--- start Selected passage ---

Another simple constructor uses accessKey and secretKey from application configuration file and we have to pass just an element of RegionEndPoint enumeration:

public AmazonEC2Client(RegionEndpoint region);

In case we need something more sophisticated, there are tons of constructor overloads. One of the most useful is a constructor with AWSCredentials and AmazonEC2Config parameters:

public AmazonEC2Client(AWSCredentials credentials, AmazonEC2Config config)

For example, we can pass BasicAWSCredentials instance with accessKey and secretKey for the first parameter and setup proxy settings with AmazonEC2Config class and ProxyPort/ProxyHost properties for the second parameter.

Validating credentials

We can create any simple request to AWS in order to validate credentials. Let’s choose a request that won’t lead to big data transfer between our application and AWS services, because credentials verification can be used quite frequently. For example we will use DescribeAvailabilityZones request but we can also use DescribeRegions request or any other. If request call throws an exception (AmazonEC2Exception), we can check it’s type from string property ErrorCode. If it’s equal to “AuthFailure”, than our credentials are invalid. Source code can look like this:

try
{
    var ec2Client = new AmazonEC2Client(accessKey, secretKey);
    var response = ec2Client.DescribeAvailabilityZones();

    return true;
}
catch (AmazonEC2Exception e)
{
    return false;
}

Describing environment

If our application lets user to configure any API credentials or we’re just showing some useful information about it’s service, we will have to describe our Amazon environment: Key Pair Names, Security Groups, Placement Groups, Availability Zones, VPC subnets etc.

General requesting template looks like this:

var ec2Client = new AmazonEC2Client(accessKey, secretKey);
var describeGroupsRequest = new DescribePlacementGroupsRequest();

try
{
    var response = ec2Client.DescribePlacementGroups(describeGroupsRequest);
    var placementGroupsResult = response.DescribePlacementGroupsResult;
    var placementGroupsInfo = placementGroupsResult.PlacementGroupInfo;
    placementGroupNames = placementGroups.Select(group => group.GroupName);
}
catch (Exception e)
{
    placementGroupNames = Enumerable.Empty<string>();
}

If we’re going to describe many environment items and copy-paste code above into each method, it will do some odd job: each time creating and destroying instance of AmazonEC2Client class. That’s why we can create it’s instance only one time and then execute all needed requests, accumulate results in some storage and then return it.

Describing instances

DescribeInstances request is used to track all instances that we own. We can request useful information about all or some certain instances. In order to choose these certain instances we can fill filter parameter of DescribeInstancesRequest to match specified instance IDs, key pair names, availability zone, instance type, current instance state and many others.

--- end Selected passage ---

Directives:
**A)** Decide whether each statement agrees with the EC2 client passage, answering yes or no and quoting the words that settle it: (i) the constructor that takes a RegionEndpoint reads accessKey and secretKey from the application configuration file; (ii) the passage advises choosing a credential-check request that moves a large amount of data; (iii) an ErrorCode equal to "AuthFailure" means the credentials are invalid.
**B)** According to the EC2 client passage, which two AmazonEC2Config properties are used to set up proxy settings?
**C)** Write the next part of the EC2 client passage, starting after its final sentence.
These entries have no connection to the EC2 client passage.

--- start Data ---

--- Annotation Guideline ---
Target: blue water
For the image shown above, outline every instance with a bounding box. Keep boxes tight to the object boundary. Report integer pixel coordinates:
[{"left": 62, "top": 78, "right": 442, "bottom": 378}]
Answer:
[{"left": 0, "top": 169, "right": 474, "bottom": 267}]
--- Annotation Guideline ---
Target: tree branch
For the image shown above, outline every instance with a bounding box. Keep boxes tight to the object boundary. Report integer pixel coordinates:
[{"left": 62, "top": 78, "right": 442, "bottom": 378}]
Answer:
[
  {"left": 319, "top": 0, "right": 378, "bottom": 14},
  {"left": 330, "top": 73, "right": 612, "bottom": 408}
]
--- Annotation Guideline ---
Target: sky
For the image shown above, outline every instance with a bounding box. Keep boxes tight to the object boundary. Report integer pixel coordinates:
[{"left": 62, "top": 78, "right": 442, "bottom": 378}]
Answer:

--- end Data ---

Results:
**A)**
(i) Yes: "Another simple constructor uses accessKey and secretKey from application configuration file"
(ii) No: "Let’s choose a request that won’t lead to big data transfer between our application and AWS services"
(iii) Yes: "If it’s equal to “AuthFailure”, than our credentials are invalid."

**B)** ProxyPort and ProxyHost.

**C)**
var ec2Client = new AmazonEC2Client(accessKey, secretKey);

var describeRequest = new DescribeInstancesRequest();

describeRequest.Filter.Add(new Filter(){Name="instance-state-name",
Value="running"});

var runningInstancesResponse = ec2Client.DescribeInstances(describeRequest);
var runningInstances =
runningInstancesResponse.DescribeInstancesResult.Reservation.SelectMany(reservation =>
reservation.RunningInstance).Select(instance => instance.InstanceId);

Variable runningInstances will contain IDs of all instances that are running as a result of such DescribeInstancesRequest with instance-state-name filter. We can notice interesting code convention of Amazon SDK when list of objects (like list of RunningInstance instances) is named in singular (named RunningInstance). It's because of real nature of these classes: all of them are just object model of XML response of AWS.

Running instances

Running instances is definitely one of the main purposes of using AWS EC2. It’s a bit different for On-Demand and Spot Instances.

To launch On-Demand instance, we have to create a RunInstances request and fill it properties wisely. First, we need set Image Id to launch and preferable number of instances from this image. This preferable number consists of minimum and maximum number of instances to launch. If Amazon capacity allows to launch maximum number of instances it does so. If no it tries it’s best to satisfy us. Our request fails if Amazon is not able to launch minimum value of instances we requested. Secondly, we can specify Key Pair name, instance type, security group and many other in our RunInstancesRequest.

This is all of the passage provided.